Selected excerpt:
··········

The Irish actor on keeping fit, laughing and saying 'I love you' to Muhammad Ali

Liam Neeson has been making movies since 1979. He was born in Protestant Northern Ireland in a Catholic family, with a mother who was a school cook, a father who was a school caretaker and three noisy sisters. With his distinctive broken nose, the tall, rugged Celt has cornered the market in troubled, sensitive, noble types.

Throughout his career, he has returned to the stage and it was his work on stage in New York with English actress Natasha Richardson, in Eugene O'Neill's drama Anna Christie, that led him up the aisle.

They were married for 15 years and had two sons, now teenagers. He was widowed in 2009 when Richardson died suddenly of a brain haemorrhage following a skiing accident in Canada.

The 60-year-old lives outside New York, with his sons. He is an ambassador for Unicef, raising money to fight children's Aids in Africa. His new film is Taken 2, in which he plays a CIA agent with a "very particular set of skills for hunting down bad guys".

Never give up. My first "new" life started when I answered an ad in a newspaper for an actor over six feet to play a role. I told them I was 6 foot and 4 inches and I got the job over the phone.

Being a Gemini, I have massive mood swings and go from sane security to total nail-biting lack of confidence. I find romantic roles can be boring. I prefer to delve into the blackness of the psyche.

Sixty is the new 40. Since making Taken, I have been discovered as an action hero. It wasn't my plan. When we wrapped on Taken 1, I was 55 years old and Hollywood started sending me action scripts.

You have got to keep fit. I still train. I have a lovely little gym at home. I do my own fights on screen but I don't do my own stunts. My wonderful stunt double has done all the hard stuff for the past 12 or 13 years. But I love all the physical stuff. It appeals to the young person in me.

The foundation stone of a film is the script. That's the litmus test. If I'm reading through it, and I'm suddenly at page 78 and haven't stopped for a cup of tea or a glass of water, it's got me.

··········

Task directions:
Please give the Liam Neeson piece again from "Sixty is the" up to and including "person in me.", renaming "gym" as "fitness room".

··········

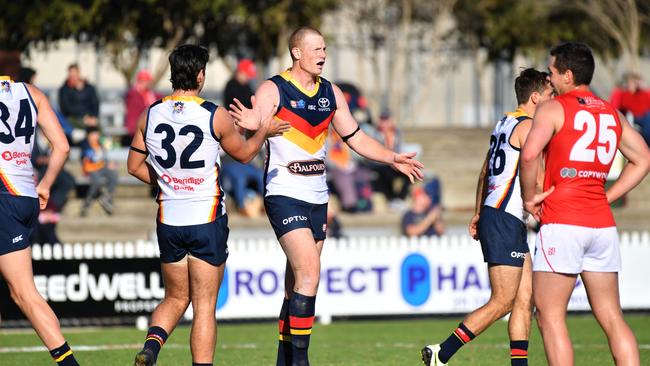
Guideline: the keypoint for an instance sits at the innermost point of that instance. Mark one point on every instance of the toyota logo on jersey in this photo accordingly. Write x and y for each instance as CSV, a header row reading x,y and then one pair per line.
x,y
323,102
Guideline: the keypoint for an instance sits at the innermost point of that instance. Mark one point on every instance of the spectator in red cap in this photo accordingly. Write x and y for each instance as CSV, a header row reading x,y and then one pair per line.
x,y
633,98
137,100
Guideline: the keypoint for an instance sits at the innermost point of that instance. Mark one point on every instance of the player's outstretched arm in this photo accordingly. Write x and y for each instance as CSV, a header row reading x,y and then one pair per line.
x,y
547,117
635,150
368,147
137,161
53,131
241,149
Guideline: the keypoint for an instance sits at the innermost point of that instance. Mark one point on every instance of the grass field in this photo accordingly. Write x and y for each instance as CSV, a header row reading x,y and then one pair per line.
x,y
377,342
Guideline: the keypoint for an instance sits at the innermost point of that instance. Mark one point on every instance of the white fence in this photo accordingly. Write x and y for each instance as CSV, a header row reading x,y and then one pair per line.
x,y
359,276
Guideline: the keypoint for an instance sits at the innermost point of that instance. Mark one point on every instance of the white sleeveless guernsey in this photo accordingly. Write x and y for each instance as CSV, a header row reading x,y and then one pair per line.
x,y
18,116
503,190
184,151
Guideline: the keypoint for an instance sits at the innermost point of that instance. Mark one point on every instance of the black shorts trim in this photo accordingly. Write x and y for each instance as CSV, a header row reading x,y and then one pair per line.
x,y
503,237
208,242
287,214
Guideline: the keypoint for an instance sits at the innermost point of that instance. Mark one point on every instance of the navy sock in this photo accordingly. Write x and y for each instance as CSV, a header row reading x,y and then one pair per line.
x,y
457,339
156,337
63,356
284,344
301,320
519,353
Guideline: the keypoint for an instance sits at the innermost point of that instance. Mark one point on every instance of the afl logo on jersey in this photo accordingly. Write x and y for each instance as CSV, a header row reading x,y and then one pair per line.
x,y
323,102
307,167
179,107
5,86
297,104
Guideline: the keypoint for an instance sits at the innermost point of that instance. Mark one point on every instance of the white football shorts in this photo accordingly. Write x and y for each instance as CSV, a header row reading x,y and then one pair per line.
x,y
574,249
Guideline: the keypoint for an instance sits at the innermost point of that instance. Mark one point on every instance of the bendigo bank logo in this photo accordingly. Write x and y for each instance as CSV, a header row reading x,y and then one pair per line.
x,y
5,86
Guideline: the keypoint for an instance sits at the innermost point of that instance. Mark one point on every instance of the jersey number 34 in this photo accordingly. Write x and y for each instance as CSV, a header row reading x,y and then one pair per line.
x,y
24,124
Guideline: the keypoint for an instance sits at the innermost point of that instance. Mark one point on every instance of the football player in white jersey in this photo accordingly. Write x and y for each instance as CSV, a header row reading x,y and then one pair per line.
x,y
177,147
21,106
499,223
296,192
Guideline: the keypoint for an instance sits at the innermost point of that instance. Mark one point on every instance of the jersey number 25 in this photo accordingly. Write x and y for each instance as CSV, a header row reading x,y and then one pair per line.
x,y
585,121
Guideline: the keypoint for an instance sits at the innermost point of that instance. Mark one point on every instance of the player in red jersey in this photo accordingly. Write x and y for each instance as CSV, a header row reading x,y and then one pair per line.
x,y
578,133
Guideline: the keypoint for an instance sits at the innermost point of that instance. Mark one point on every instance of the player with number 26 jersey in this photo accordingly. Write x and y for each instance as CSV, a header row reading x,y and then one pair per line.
x,y
578,159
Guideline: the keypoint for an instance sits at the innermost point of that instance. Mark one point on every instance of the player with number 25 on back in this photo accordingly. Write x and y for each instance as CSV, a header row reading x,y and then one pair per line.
x,y
579,134
177,147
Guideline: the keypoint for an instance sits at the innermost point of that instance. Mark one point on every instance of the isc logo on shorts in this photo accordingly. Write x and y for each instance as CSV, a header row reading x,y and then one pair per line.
x,y
291,219
517,255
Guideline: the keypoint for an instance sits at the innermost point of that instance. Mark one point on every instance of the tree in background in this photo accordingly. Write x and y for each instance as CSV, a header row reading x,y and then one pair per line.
x,y
402,37
126,31
35,23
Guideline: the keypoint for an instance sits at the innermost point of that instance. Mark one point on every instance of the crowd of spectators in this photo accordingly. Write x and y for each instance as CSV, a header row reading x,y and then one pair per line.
x,y
353,182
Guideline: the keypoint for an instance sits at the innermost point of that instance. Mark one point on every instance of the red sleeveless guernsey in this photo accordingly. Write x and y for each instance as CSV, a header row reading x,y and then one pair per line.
x,y
578,159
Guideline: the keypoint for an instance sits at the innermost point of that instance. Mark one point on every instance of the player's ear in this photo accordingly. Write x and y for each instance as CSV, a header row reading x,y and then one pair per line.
x,y
535,97
296,53
200,77
568,77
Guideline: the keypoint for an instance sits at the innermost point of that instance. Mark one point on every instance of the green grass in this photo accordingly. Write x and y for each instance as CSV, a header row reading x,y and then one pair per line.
x,y
385,342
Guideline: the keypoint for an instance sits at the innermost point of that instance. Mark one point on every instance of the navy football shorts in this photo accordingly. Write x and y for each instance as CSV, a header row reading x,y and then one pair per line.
x,y
288,214
18,218
208,242
503,237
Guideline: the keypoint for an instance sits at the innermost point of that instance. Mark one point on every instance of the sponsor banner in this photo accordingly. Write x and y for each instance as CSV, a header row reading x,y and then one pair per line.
x,y
359,276
377,276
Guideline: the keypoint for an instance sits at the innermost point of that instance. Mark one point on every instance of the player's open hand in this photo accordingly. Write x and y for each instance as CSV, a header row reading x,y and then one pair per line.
x,y
248,118
473,226
534,206
43,196
410,167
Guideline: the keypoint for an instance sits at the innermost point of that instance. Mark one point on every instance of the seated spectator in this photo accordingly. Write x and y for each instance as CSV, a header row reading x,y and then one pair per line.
x,y
388,181
350,182
424,218
78,100
101,172
632,98
139,97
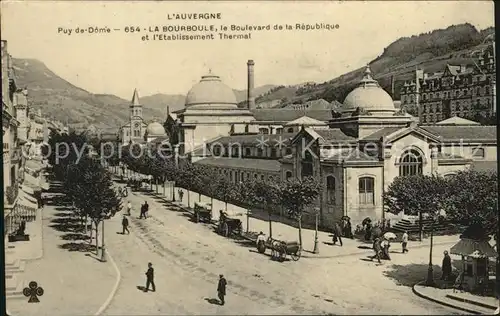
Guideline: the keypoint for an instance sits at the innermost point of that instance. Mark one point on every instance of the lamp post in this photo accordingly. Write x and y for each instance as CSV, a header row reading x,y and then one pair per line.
x,y
103,247
316,244
430,270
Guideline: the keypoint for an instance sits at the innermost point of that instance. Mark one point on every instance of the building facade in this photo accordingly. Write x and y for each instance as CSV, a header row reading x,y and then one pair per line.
x,y
458,90
135,129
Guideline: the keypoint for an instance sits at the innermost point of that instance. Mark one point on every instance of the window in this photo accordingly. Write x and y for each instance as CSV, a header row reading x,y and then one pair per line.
x,y
330,190
366,191
411,163
478,152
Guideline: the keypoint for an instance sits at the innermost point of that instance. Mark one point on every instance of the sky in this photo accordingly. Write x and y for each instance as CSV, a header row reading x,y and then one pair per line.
x,y
118,62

··········

Written reply:
Sixty is the new 40. Since making Taken, I have been discovered as an action hero. It wasn't my plan. When we wrapped on Taken 1, I was 55 years old and Hollywood started sending me action scripts.

You have got to keep fit. I still train. I have a lovely little fitness room at home. I do my own fights on screen but I don't do my own stunts. My wonderful stunt double has done all the hard stuff for the past 12 or 13 years. But I love all the physical stuff. It appeals to the young person in me.